### What this task involves
Extend the wiki page on MySQL clone plugin internals below, writing on from its final line.

Clone Plugin Background and Internals - laurynas-biveinis/mysql-5.6 GitHub Wiki

The current version is at https://github.com/facebook/mysql-5.6/wiki/Clone-Plugin-Background-and-Internals

User manual

Worklogs:

User-facing terms used throughout the worklogs, code, and this Wiki:

  • Donor: the MySQL server instance that is being cloned
  • Client: the MySQL server instance that is cloning from a donor
  • Local clone: both the donor and the client are located on the same machine
  • Remote clone: the donor and the client are on different network-connected machines
  • In-place clone: the client clone instance is discarding its current data to be replaced by the cloned data

Clone API

Concepts

  • Locator: a non-persistent ID of the data snapshot being cloned or applied, which is specific to each storage engine. It may optionally contain the completed application state, which is used for remote clone resumes after intermittent network errors.
  • Task: the work of sending clone data (on the donor) or applying it (on the client) that is performed by a single thread. A clone operation may have multiple parallel threads.
  • Task ID: an ID associated with a task. The main clone thread has a constant ID zero, and the additional spawned worker threads have unique non-zero IDs. The main thread 0 ID may become non-unique in the case of clone resuming after a network error, where both the old still-connected main thread and the newly-connecting main thread have the same ID.

enum Ha_clone_type

Sometimes a single flag and sometimes a bitset of:

  • HA_CLONE_BLOCKING, HA_CLONE_REDO, HA_CLONE_PAGE, HA_CLONE_HYBRID: Supposed to indicate, in an InnoDB-centric way, how much the clone operation can block in a storage engine. Only one of these is supposed to be set. In practice as of 8.0.28 HA_CLONE_REDO, HA_CLONE_PAGE are unused, and the clone type is always set to HA_CLONE_HYBRID on the donor and HA_CLONE_BLOCKING on the client.
  • HA_CLONE_MULTI_TASK: Supposed to indicate that the storage engine can clone using multiple concurrent threads. In practice as of 8.0.28 the code assumes it is always set and ignores it otherwise.
  • HA_CLONE_RESTART: Supposed to indicate that the storage engine supports remote clone resume after a network error. In practice as of 8.0.28 the code assumes it is always set and ignores it otherwise.

enum Ha_clone_mode

For both donor and client, indicates the type of the operation being started. One of:

  • HA_CLONE_MODE_START: Start a new clone session.
  • HA_CLONE_MODE_RESTART: Restart an existing clone session after a recoverable error (i.e. an intermittent network failure)
  • HA_CLONE_MODE_ADD_TASK: A new thread has been started for the ongoing clone session and is joining it.
  • HA_CLONE_MODE_VERSION: Used only on the client, instructs the client to prepare a version locator that is used for clone version negotiation with the donor.

### Information shown
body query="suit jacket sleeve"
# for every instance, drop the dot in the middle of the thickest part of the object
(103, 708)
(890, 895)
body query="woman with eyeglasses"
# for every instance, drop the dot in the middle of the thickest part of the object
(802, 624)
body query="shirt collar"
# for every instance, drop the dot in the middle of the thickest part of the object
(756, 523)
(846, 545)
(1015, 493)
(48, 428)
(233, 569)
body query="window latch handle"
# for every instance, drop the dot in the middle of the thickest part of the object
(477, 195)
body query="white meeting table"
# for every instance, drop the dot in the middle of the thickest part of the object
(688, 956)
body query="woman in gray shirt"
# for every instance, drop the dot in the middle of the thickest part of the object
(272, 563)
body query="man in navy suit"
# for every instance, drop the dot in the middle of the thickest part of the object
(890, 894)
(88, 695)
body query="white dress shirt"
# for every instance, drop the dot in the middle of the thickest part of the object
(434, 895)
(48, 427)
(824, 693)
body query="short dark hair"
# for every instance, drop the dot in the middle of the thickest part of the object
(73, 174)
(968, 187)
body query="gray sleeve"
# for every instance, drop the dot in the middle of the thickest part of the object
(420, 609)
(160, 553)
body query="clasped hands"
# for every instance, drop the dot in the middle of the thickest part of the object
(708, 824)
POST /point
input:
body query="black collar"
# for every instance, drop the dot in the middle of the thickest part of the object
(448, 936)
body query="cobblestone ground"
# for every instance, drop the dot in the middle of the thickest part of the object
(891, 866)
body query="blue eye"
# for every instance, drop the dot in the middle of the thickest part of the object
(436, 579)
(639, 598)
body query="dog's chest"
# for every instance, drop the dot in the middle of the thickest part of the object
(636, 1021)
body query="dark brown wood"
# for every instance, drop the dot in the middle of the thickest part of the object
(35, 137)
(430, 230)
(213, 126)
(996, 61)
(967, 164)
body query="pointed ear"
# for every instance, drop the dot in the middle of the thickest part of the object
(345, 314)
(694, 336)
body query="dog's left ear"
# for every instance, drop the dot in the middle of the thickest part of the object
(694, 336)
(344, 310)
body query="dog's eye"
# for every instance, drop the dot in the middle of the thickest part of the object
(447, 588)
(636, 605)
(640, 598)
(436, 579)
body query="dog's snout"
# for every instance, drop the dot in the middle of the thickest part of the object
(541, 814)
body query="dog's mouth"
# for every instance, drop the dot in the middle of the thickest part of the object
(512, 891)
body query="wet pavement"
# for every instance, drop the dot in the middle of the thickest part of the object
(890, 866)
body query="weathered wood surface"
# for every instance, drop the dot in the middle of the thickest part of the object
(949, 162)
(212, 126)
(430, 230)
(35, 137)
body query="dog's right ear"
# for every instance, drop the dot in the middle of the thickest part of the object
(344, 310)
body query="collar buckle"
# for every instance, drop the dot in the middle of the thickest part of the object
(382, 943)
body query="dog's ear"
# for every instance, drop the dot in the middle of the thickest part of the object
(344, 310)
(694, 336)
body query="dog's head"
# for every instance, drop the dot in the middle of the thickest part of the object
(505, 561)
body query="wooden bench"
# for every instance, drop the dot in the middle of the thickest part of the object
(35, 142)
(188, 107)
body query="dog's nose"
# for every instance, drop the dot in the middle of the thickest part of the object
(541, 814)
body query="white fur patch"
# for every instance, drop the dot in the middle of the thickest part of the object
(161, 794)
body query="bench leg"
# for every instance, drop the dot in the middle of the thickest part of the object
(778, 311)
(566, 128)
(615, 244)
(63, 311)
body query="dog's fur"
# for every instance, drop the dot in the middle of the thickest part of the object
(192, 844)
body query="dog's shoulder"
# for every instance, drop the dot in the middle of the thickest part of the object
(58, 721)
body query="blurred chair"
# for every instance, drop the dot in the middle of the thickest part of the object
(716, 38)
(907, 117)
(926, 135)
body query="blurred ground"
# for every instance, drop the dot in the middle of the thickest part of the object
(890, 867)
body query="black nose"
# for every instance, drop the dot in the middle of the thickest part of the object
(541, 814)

### Output of the exercise
Clone_interface_t

A storage engine wishing to support clone must implement the handlerton API defined in Clone_interface_t struct. Here we discuss Oracle MySQL API, without the MyRocks clone extensions. TODO: link to them

Donor & Client

  • using Clone_capability_t = void (*)(Ha_clone_flagset &flags): return the bitset of clone capabilities this storage engine supports. As of 8.0.28, all SEs must support everything. Failing to provide a capability will assert in a debug build and will be ignored otherwise.

Donor

  • using Clone_begin_t = int (*)(handlerton *hton, THD *thd, const uchar *&loc, uint &loc_len, uint &task_id, Ha_clone_type type, Ha_clone_mode mode): start, or resume, or attach to, the clone session.
  • using Clone_copy_t = int (*)(handlerton *hton, THD *thd, const uchar *loc, uint loc_len, uint task_id, Ha_clone_cbk *cbk): send the clone data through the provided callbacks.
  • using Clone_ack_t = int (*)(handlerton *hton, THD *thd, const uchar *loc, uint loc_len, uint task_id, int in_err, Ha_clone_cbk *cbk): acknowledge three types of events coming from clients: 1) completed client side application for a particular clone stage and move to the next one; 2) successful application of memory buffer data (as opposed to file data); 3) clone application errors.
  • using Clone_end_t = int (*)(handlerton *hton, THD *thd, const uchar *loc, uint loc_len, uint task_id, int in_err): finish the clone session. If the session had multiple threads attached, it is called for each one.

Client

  • using Clone_apply_begin_t = int (*)(handlerton *hton, THD *thd, const uchar *&loc, uint &loc_len, uint &task_id, Ha_clone_mode mode, const char *data_dir): start the clone session, or attach to a clone session, or get the version negotiation locator.
  • using Clone_apply_t = int (*)(handlerton *hton, THD *thd, const uchar *loc, uint loc_len, uint task_id, int in_err, Ha_clone_cbk *cbk): apply the next received chunk of data from the donor.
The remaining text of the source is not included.